Record extracts below:
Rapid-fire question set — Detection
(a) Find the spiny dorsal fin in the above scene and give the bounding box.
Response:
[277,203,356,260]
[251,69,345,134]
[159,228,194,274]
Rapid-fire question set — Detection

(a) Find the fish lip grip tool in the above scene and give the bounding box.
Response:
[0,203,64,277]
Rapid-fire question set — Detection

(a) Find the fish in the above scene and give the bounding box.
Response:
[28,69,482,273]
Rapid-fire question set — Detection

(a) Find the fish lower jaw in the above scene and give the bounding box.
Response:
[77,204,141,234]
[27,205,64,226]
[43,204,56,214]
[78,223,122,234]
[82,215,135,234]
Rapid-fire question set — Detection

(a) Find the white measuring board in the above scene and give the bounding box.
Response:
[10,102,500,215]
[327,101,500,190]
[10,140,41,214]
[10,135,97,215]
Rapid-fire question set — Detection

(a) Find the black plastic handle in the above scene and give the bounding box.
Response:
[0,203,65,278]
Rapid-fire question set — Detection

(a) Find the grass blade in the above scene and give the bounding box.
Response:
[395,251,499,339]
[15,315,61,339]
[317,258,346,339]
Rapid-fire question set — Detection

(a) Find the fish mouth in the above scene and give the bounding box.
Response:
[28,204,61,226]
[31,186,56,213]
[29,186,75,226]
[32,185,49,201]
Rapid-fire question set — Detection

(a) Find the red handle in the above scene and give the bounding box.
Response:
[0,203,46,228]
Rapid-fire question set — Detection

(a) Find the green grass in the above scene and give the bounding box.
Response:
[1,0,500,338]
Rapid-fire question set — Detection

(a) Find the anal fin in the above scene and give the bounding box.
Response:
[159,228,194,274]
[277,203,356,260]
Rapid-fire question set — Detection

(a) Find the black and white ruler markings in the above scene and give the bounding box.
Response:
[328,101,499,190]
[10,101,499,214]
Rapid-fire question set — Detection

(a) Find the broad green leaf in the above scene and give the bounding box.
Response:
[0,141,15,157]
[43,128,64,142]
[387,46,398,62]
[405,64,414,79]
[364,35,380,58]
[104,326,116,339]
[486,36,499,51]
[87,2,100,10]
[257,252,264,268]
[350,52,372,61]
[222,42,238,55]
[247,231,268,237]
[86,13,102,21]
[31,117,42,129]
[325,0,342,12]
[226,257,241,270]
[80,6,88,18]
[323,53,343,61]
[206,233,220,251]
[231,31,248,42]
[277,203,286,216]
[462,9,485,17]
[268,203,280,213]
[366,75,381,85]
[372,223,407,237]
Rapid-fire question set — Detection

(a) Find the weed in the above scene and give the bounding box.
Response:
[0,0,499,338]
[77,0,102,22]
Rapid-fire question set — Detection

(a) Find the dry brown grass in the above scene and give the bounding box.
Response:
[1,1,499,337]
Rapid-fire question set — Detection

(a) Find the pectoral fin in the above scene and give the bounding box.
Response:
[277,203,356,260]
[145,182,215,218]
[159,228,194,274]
End of Record extracts.
_Work request_
Give the number of lines in the entries that contain "white", and add nothing.

_Result of the exercise_
2